OK Computer is an open source toolbox to bootstrap, maintain, and migrate a workstation with the same set of scripts from either the command line or a compiled desktop UI.

It is built to work across multiple operating systems with the same project model:

  • macOS
  • Linux
  • Windows

The goal is not to provide identical low-level behavior on every OS, because package managers, browser paths, and system settings differ. The goal is to provide one consistent control plane for those OS-specific operations.

It is designed for people who want one place to manage:

  • package installation and removal
  • browser extensions
  • dotfiles and shared-drive sync
  • system settings
  • Wi-Fi export to KeePassXC
  • machine-to-machine migration through configuration ZIP exports

Cross-Platform Compatibility

OK Computer is explicitly designed as a cross-platform project.

INSTRUCTION 1: Reproduce the OK Computer overview above word for word, from its first line through its last.

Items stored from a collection
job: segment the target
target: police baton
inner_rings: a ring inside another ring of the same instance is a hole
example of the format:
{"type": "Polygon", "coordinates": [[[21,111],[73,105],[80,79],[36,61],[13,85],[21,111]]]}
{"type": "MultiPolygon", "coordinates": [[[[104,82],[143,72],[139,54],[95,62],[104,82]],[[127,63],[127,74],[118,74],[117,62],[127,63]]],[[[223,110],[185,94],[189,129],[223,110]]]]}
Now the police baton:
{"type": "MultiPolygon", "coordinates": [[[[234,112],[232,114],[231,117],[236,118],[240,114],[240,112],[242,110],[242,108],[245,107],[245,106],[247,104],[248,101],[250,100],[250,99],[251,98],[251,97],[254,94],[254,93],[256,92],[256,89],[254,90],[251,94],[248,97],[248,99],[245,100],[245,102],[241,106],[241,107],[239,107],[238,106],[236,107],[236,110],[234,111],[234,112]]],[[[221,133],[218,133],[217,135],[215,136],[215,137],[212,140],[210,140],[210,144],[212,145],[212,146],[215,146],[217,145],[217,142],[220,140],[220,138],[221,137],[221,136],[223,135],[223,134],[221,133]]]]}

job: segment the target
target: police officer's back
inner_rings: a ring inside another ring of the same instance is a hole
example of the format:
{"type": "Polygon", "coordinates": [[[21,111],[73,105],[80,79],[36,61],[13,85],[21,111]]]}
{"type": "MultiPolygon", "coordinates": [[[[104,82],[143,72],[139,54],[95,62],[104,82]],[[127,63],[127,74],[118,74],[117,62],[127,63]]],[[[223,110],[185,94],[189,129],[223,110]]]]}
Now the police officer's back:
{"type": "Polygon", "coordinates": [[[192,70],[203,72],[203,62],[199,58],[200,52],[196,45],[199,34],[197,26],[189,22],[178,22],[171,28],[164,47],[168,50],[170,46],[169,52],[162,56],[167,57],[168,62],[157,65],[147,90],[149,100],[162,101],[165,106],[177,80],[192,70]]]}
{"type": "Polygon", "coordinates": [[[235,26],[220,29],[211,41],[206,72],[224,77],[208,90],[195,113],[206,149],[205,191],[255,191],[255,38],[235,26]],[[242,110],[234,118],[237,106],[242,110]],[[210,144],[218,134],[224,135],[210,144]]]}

INSTRUCTION 2: Write out each of the stored entries above in full, with every line unchanged.

WRITTEN SOLUTION 1:
OK Computer is an open source toolbox to bootstrap, maintain, and migrate a workstation with the same set of scripts from either the command line or a compiled desktop UI.

It is built to work across multiple operating systems with the same project model:

  • macOS
  • Linux
  • Windows

The goal is not to provide identical low-level behavior on every OS, because package managers, browser paths, and system settings differ. The goal is to provide one consistent control plane for those OS-specific operations.

It is designed for people who want one place to manage:

  • package installation and removal
  • browser extensions
  • dotfiles and shared-drive sync
  • system settings
  • Wi-Fi export to KeePassXC
  • machine-to-machine migration through configuration ZIP exports

Cross-Platform Compatibility

OK Computer is explicitly designed as a cross-platform project.

WRITTEN SOLUTION 2:
job: segment the target
target: police baton
inner_rings: a ring inside another ring of the same instance is a hole
example of the format:
{"type": "Polygon", "coordinates": [[[21,111],[73,105],[80,79],[36,61],[13,85],[21,111]]]}
{"type": "MultiPolygon", "coordinates": [[[[104,82],[143,72],[139,54],[95,62],[104,82]],[[127,63],[127,74],[118,74],[117,62],[127,63]]],[[[223,110],[185,94],[189,129],[223,110]]]]}
Now the police baton:
{"type": "MultiPolygon", "coordinates": [[[[234,112],[232,114],[231,117],[236,118],[240,114],[240,112],[242,110],[242,108],[245,107],[245,106],[247,104],[248,101],[250,100],[250,99],[251,98],[251,97],[254,94],[254,93],[256,92],[256,89],[254,90],[251,94],[248,97],[248,99],[245,100],[245,102],[241,106],[241,107],[239,107],[238,106],[236,107],[236,110],[234,111],[234,112]]],[[[221,133],[218,133],[217,135],[215,136],[215,137],[212,140],[210,140],[210,144],[212,145],[212,146],[215,146],[217,145],[217,142],[220,140],[220,138],[221,137],[221,136],[223,135],[223,134],[221,133]]]]}

job: segment the target
target: police officer's back
inner_rings: a ring inside another ring of the same instance is a hole
example of the format:
{"type": "Polygon", "coordinates": [[[21,111],[73,105],[80,79],[36,61],[13,85],[21,111]]]}
{"type": "MultiPolygon", "coordinates": [[[[104,82],[143,72],[139,54],[95,62],[104,82]],[[127,63],[127,74],[118,74],[117,62],[127,63]]],[[[223,110],[185,94],[189,129],[223,110]]]]}
Now the police officer's back:
{"type": "Polygon", "coordinates": [[[192,70],[203,72],[203,62],[199,58],[200,52],[196,45],[199,34],[197,26],[189,22],[178,22],[171,28],[164,47],[168,50],[170,46],[169,52],[162,56],[167,57],[168,62],[157,65],[147,90],[149,100],[162,101],[165,106],[177,80],[192,70]]]}
{"type": "Polygon", "coordinates": [[[235,26],[220,29],[211,41],[206,72],[224,77],[208,90],[195,113],[206,149],[205,191],[255,191],[255,38],[235,26]],[[242,110],[234,118],[237,106],[242,110]],[[210,144],[218,134],[224,135],[210,144]]]}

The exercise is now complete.